Supplied material
# # #

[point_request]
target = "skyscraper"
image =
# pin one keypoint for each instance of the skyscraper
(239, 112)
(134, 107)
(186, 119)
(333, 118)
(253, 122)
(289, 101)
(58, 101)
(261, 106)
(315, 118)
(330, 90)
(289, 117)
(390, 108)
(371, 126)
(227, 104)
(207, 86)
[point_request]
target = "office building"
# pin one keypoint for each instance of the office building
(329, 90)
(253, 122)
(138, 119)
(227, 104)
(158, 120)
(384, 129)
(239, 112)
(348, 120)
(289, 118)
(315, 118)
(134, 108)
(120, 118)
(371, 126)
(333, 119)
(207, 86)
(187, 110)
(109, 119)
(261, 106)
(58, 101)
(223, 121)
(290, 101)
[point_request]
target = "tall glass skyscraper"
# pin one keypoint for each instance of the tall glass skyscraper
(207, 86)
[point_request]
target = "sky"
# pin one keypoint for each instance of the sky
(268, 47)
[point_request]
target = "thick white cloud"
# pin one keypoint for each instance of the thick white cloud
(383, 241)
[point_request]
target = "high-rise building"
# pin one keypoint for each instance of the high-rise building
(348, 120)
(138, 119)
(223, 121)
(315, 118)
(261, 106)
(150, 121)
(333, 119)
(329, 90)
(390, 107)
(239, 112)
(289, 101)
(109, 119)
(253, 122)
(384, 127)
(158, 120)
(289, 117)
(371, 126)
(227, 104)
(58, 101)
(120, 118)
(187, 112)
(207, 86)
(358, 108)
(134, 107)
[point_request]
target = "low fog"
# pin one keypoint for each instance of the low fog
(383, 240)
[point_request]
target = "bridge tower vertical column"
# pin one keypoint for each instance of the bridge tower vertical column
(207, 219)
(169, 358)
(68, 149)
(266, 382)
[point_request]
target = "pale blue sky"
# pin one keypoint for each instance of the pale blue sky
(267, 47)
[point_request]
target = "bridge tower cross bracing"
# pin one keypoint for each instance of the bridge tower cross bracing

# # #

What to work on
Without omitting anything, output the entries exactly.

Answer to this exercise
[point_request]
target = "skyscraper"
image =
# pin one keypoint for each instance of the skyscraper
(239, 112)
(134, 107)
(186, 119)
(333, 118)
(253, 122)
(289, 101)
(58, 101)
(261, 106)
(315, 118)
(330, 90)
(289, 117)
(390, 108)
(371, 126)
(227, 104)
(207, 86)
[point_request]
target = "office building"
# pin one keypoint for each instance of the office building
(329, 90)
(253, 122)
(138, 119)
(227, 104)
(158, 120)
(384, 129)
(239, 112)
(348, 120)
(289, 118)
(315, 118)
(134, 108)
(120, 118)
(371, 126)
(333, 119)
(207, 86)
(187, 110)
(109, 119)
(261, 106)
(58, 101)
(223, 121)
(290, 101)
[point_request]
target = "tall glass skyscraper"
# pin one keypoint for each instance of the tall glass skyscraper
(207, 86)
[point_request]
target = "sky"
# pin one keypoint for each instance of the sky
(268, 47)
[point_request]
target = "thick white cloud"
# pin one keypoint for each instance of the thick white cloud
(383, 241)
[point_request]
target = "high-rise building"
# pin one keypoint for each instance of the high-rise building
(348, 120)
(138, 119)
(223, 121)
(315, 118)
(261, 106)
(150, 121)
(333, 119)
(329, 90)
(390, 107)
(239, 112)
(289, 101)
(109, 119)
(253, 122)
(384, 127)
(158, 120)
(289, 117)
(371, 126)
(227, 104)
(58, 101)
(120, 118)
(187, 112)
(207, 86)
(358, 108)
(134, 107)
[point_request]
target = "low fog"
# pin one keypoint for each instance of the low fog
(383, 240)
[point_request]
target = "bridge tower vertical column"
# pin one keypoint for each instance of the bridge tower vertical column
(207, 219)
(169, 358)
(68, 149)
(266, 382)
[point_request]
target = "pale blue sky"
# pin one keypoint for each instance of the pale blue sky
(267, 47)
[point_request]
target = "bridge tower cross bracing"
# pin one keypoint for each instance of the bridge tower cross bracing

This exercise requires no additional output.